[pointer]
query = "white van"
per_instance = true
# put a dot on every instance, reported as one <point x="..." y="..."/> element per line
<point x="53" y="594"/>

Problem description:
Write out the rows above line for line, without changing a single character.

Output below:
[pointer]
query = "white van"
per_instance = true
# put a dot on every instance, reported as one <point x="..." y="..."/> element per line
<point x="53" y="594"/>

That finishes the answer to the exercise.